* What you should do: Copy out unchanged the lines from the one containing "Please annotate the candy" through the one containing "Target: candy wrapper", including both of those lines.

* Listed records:
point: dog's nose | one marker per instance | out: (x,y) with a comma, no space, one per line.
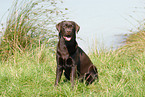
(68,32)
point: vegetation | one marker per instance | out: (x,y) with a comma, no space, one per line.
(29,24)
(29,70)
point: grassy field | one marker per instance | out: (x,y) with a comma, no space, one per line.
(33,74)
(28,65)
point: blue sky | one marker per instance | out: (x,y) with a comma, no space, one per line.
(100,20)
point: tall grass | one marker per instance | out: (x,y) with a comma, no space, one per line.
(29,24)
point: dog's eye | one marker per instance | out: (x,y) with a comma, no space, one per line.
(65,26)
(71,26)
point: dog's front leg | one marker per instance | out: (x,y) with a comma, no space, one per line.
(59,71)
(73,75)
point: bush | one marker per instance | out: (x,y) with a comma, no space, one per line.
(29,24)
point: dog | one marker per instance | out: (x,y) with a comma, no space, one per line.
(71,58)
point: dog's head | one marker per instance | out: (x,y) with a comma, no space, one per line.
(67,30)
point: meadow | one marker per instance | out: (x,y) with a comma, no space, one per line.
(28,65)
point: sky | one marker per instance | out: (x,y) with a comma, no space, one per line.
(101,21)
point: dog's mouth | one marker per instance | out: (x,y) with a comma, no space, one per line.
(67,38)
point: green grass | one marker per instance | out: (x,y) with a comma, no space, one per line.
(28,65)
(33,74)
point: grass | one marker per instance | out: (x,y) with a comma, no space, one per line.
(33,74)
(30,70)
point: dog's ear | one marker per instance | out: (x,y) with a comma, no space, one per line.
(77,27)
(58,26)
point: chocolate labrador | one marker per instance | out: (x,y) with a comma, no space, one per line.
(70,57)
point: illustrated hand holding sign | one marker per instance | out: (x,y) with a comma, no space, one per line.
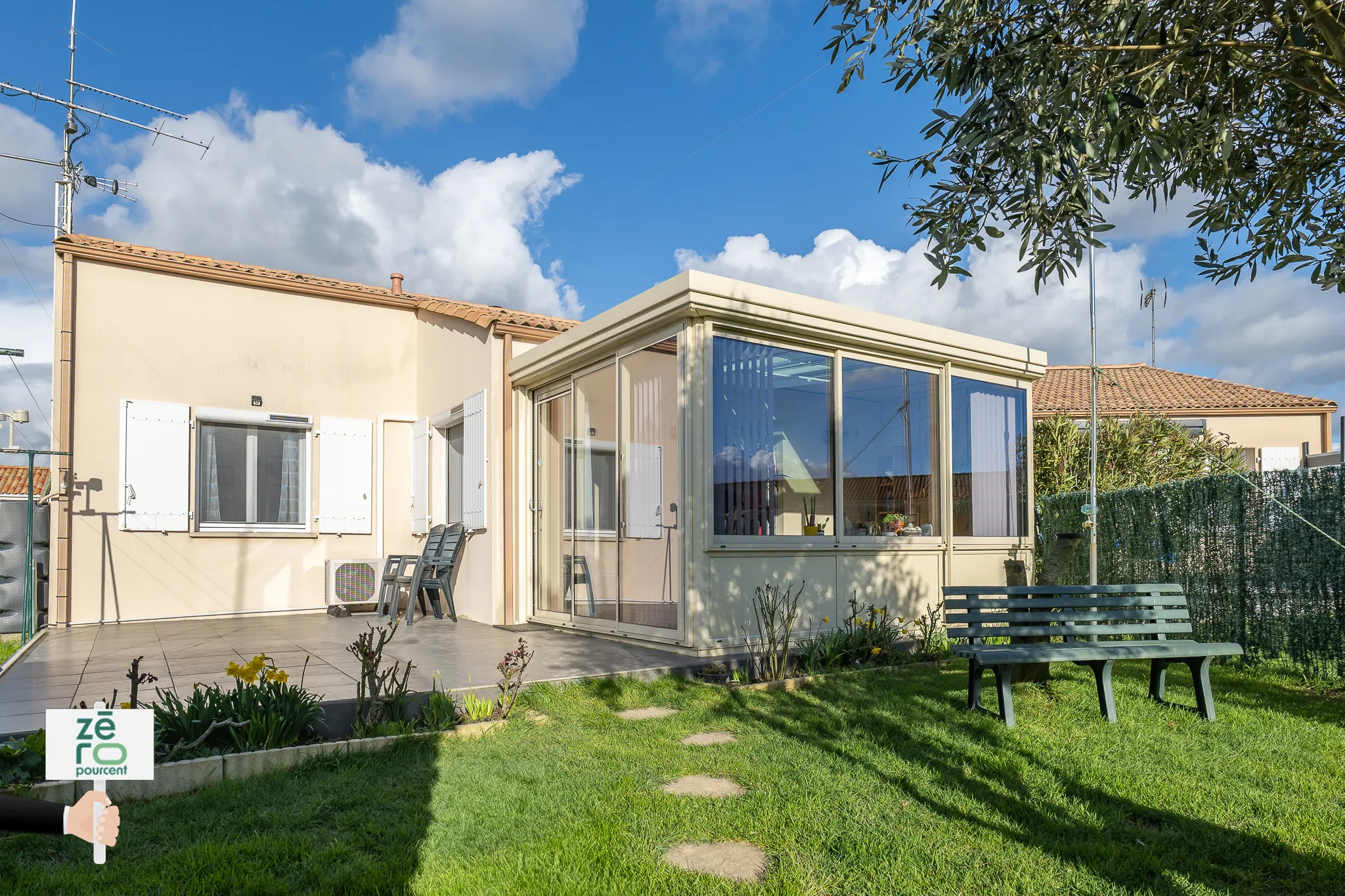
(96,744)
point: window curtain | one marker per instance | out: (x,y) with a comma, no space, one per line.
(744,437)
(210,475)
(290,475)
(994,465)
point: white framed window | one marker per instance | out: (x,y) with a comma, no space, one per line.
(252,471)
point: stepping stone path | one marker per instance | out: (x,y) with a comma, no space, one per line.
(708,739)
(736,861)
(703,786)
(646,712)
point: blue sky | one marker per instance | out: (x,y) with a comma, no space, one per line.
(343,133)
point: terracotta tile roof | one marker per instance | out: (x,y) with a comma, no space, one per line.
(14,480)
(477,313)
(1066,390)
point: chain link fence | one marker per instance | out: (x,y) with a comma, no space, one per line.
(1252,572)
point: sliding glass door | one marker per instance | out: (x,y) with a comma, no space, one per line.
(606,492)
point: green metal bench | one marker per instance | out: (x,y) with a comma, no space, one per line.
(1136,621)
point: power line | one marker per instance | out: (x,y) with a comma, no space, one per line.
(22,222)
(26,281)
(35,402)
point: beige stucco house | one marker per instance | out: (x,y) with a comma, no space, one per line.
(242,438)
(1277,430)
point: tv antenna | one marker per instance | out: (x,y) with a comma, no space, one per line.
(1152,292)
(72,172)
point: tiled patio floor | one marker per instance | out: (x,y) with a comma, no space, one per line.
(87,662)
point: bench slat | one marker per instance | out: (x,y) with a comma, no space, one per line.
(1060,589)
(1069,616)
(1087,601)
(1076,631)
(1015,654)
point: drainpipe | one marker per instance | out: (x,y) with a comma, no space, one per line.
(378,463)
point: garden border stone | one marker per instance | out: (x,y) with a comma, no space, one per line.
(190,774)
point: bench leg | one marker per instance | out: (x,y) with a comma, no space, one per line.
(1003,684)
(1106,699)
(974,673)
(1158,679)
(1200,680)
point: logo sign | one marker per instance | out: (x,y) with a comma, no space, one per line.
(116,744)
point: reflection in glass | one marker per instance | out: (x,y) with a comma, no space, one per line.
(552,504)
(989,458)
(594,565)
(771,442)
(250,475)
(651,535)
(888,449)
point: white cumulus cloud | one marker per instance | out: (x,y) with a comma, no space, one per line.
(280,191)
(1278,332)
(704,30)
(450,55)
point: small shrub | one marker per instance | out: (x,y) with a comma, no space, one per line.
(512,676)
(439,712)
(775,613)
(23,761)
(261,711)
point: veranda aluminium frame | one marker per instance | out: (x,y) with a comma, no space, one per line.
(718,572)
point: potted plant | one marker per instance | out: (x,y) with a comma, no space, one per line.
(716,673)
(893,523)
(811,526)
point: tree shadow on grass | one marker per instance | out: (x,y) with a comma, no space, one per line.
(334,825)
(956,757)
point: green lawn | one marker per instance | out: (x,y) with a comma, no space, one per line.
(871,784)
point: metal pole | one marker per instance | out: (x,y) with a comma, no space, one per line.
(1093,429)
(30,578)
---
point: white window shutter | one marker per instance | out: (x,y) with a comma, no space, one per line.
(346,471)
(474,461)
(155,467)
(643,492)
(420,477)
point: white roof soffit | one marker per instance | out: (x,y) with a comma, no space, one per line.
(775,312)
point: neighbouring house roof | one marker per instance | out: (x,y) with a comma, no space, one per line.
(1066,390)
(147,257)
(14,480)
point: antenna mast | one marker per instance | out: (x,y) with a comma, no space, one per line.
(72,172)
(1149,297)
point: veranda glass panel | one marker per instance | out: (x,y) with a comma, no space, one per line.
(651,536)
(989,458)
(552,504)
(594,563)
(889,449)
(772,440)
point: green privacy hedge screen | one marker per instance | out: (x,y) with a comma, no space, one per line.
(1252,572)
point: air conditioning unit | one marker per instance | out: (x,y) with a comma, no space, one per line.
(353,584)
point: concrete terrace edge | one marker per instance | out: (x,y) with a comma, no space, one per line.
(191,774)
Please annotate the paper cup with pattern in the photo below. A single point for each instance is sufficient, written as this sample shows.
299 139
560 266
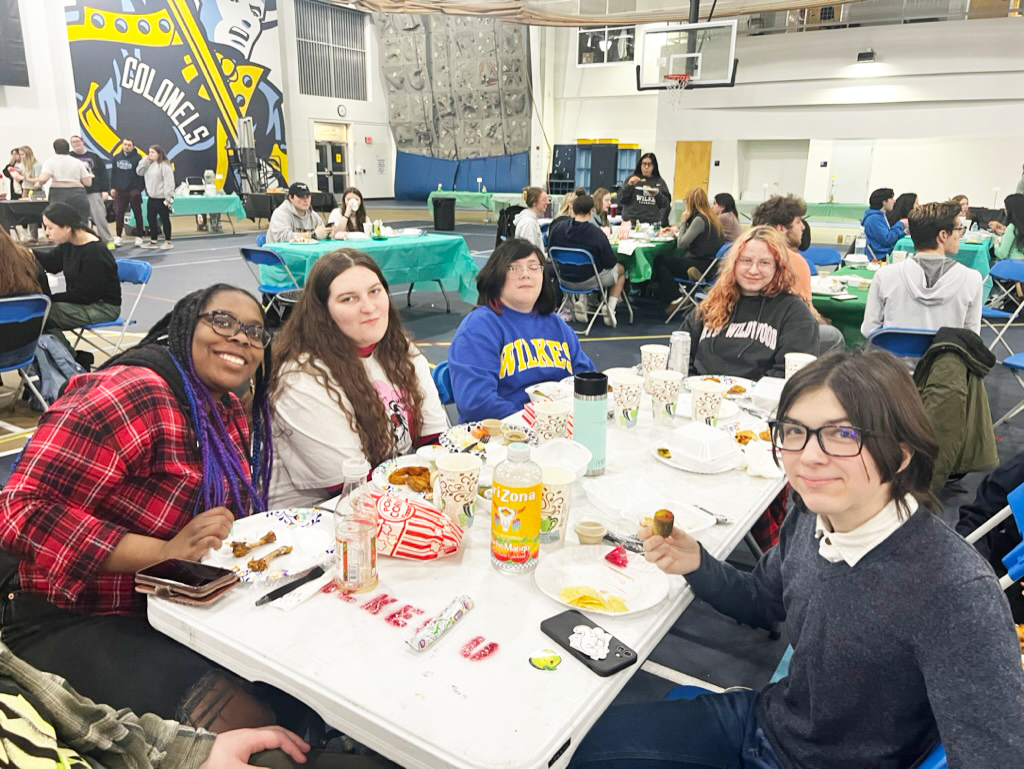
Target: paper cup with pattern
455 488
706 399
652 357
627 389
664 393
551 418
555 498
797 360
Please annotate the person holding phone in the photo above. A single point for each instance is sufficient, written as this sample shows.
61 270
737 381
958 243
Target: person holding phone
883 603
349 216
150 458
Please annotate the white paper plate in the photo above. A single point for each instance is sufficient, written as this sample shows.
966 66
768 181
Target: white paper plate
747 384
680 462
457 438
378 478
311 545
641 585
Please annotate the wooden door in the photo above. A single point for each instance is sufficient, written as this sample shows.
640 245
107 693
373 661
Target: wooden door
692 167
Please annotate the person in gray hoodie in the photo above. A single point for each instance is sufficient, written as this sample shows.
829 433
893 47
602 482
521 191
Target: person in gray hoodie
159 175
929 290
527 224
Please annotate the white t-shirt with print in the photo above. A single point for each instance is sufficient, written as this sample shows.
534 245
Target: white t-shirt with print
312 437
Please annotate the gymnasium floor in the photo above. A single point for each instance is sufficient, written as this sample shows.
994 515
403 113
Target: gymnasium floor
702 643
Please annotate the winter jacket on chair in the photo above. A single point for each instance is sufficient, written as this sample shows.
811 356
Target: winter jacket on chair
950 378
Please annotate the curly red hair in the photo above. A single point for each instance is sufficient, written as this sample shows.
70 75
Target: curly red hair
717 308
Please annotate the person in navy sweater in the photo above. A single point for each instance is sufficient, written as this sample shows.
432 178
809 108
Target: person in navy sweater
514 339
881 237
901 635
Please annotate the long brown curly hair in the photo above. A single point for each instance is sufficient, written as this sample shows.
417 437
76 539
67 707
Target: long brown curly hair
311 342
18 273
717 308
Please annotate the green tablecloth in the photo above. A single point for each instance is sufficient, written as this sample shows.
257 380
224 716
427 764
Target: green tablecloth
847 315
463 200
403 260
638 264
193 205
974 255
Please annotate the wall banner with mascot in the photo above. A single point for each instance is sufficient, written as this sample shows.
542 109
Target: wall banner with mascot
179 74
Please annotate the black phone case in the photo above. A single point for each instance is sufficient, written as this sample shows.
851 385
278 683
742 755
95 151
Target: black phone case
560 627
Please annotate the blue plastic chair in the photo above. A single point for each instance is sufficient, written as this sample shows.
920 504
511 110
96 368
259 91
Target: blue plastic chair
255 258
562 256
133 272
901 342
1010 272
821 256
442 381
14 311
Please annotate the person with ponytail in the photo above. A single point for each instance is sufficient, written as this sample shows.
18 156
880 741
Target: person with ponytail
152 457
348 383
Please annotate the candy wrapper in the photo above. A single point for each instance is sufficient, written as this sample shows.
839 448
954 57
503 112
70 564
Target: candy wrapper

* Task result:
Please annotate the candy wrapper in the photo above. A single point for each instance is sufficient, written as this sample shows.
839 448
954 57
503 112
70 564
Target: candy wrapper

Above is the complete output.